__Selected passage__.
No Core Web Vital captures “I thought I had changed my hardware.” The transcript virtualization made scrolling smooth. The parallel API calls removed the sequential wait. The skeleton screens made the remaining wait feel purposeful. None of this registered clearly in our RUM data — but it registered with the people using the tool every day.

This work started because a user said the app felt slow. The proof it worked was someone thinking they got new hardware.

The Business Impact

Performance improved and users said it felt faster. We wanted to know if usage data agreed.

We compared two standalone 12-week windows in Amplitude’s Page Engagement report — one ending before optimizations started (Aug–Oct 2025), one covering the post-optimization period (Jan–Apr 2026).

A caveat on these numbers: we’re working with a small user base — around 50-70 weekly active users, roughly 400-700 unique visitors per 12-week window. This is a B2B tool, not a consumer app. With this sample size, a single power user changing their habits can move a metric by a few percent. The trends are directional, not statistically significant in the way a 100K-user A/B test would be.

Page	Metric	Before (12w)	After (12w)	Change
All pages	Unique visitors	~48 / week	~77 / week	+60%
All pages	Bounce Rate	17.2%	14.2%	−17.4%
All pages	Views/Session	20.0	21.1	+5.5%
All pages	Time/Session	392s	438s	+11.7%
Call List	Views/Session	11.7	14.3	+22.6%
Call List	Exit Rate	17.8%	13.9%	−21.7%
Call List	Time/Session	400s	335s	−16.2%
Call Details	Bounce Rate	26.5%	26.3%	−0.7%
Call Details	Time/Session	789s	880s	+11.5%

Exit rate: the percentage of sessions where a user left the app from a specific page. Bounce rate: the percentage of sessions where that page was the only one visited.

__Tasks to perform__.
1. Write out the part of the performance write-up between "This work started" and "period (Jan–Apr 2026).", inclusive.
2. Carry the performance write-up on from its last sentence.
The rows have no connection to the performance write-up.

__Extracted material__.
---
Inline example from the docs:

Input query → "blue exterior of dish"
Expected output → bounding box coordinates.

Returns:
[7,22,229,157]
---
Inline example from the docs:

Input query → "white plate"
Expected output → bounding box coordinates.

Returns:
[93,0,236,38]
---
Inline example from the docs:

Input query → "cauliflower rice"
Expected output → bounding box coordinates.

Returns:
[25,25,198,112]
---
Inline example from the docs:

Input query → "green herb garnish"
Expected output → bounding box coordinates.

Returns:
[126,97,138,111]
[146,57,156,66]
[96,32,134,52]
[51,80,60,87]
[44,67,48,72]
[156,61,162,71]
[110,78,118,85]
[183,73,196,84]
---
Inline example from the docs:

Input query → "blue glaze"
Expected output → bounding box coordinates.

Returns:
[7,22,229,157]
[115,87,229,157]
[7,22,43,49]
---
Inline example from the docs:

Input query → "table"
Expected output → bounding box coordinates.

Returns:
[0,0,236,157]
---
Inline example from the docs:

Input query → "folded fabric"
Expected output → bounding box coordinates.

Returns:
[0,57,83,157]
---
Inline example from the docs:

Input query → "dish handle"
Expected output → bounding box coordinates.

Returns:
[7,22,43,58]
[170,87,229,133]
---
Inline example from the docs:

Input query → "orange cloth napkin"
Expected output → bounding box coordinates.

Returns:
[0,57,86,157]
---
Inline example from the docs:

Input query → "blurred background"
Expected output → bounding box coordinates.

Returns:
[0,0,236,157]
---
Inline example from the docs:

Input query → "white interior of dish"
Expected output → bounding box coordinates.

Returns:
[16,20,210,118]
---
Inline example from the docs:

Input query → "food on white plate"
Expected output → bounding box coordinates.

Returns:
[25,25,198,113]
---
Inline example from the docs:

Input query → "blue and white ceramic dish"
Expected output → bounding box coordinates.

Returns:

__Answer section__.
1.
This work started because a user said the app felt slow. The proof it worked was someone thinking they got new hardware.

The Business Impact

Performance improved and users said it felt faster. We wanted to know if usage data agreed.

We compared two standalone 12-week windows in Amplitude’s Page Engagement report — one ending before optimizations started (Aug–Oct 2025), one covering the post-optimization period (Jan–Apr 2026).

2.
Three things stand out:

Call List became a better search tool. Users browse 22.6% more pages per session while spending 16.2% less time — they find what they need faster. The exit rate dropped 21.7%, meaning users who reach Call List continue deeper into the app instead of leaving. This aligns with what both user types need: supervisors scanning more calls quickly, analysts finding their target calls sooner.

Call Details held users for real work. Time spent per session increased 11.5% (789s → 880s) while bounce rate stayed flat. Users who open a call now spend more time reviewing transcripts and tags — the work the tool was built for. Before optimization, opening a call was painful (LCP 4–5 seconds, sequential API calls). After parallelizing API calls, virtualizing the transcript, and adding skeletons, the page became usable enough for analysts to settle in and work. (We also added a read/unread indicator per call during this period, which likely contributed to the increased engagement.)

Overall bounce rate dropped 17.4%. From 17.2% to 14.2%. Fewer users abandon after the first page. With ~50 weekly users, this represents roughly 1–2 fewer bounces per week — a small absolute change, but a consistent one across the 12-week window.

What I Learned

Field data first, lab data second. RUM told us what was broken. Lighthouse and traces told us why.
p75, not average. Averages hid our worst users. p75 showed the experience that was driving bounce rates.
Performance is a budget. Every feature spends from the same budget — Phase 4 proved you can drain it in 5 weeks without anyone noticing.
The LCP/INP tradeoff is real and recurring. Faster loading means more data competing for the main thread — only virtualization broke this by decoupling DOM size from data size.
Business metrics justify the effort. “22% more pages per session, 17% fewer bounces” is a business case — “LCP is 8.1s” is not.
Perception fixes buy time. Skeletons shipped in days; virtualization took weeks. Users noticed both.
Not every change moves the dashboard. Some PRs didn’t register in the metrics — data tells you where to look, not always whether your fix worked.
User feedback is the companion to data. The clearest signal before: “it grinds.” After: “I thought I got new hardware.” No dashboard gave us that.
Instrument before you optimize. Call Details was invisible until we added tracking. You can’t improve what you’re not measuring — but you also can’t always trust what you are.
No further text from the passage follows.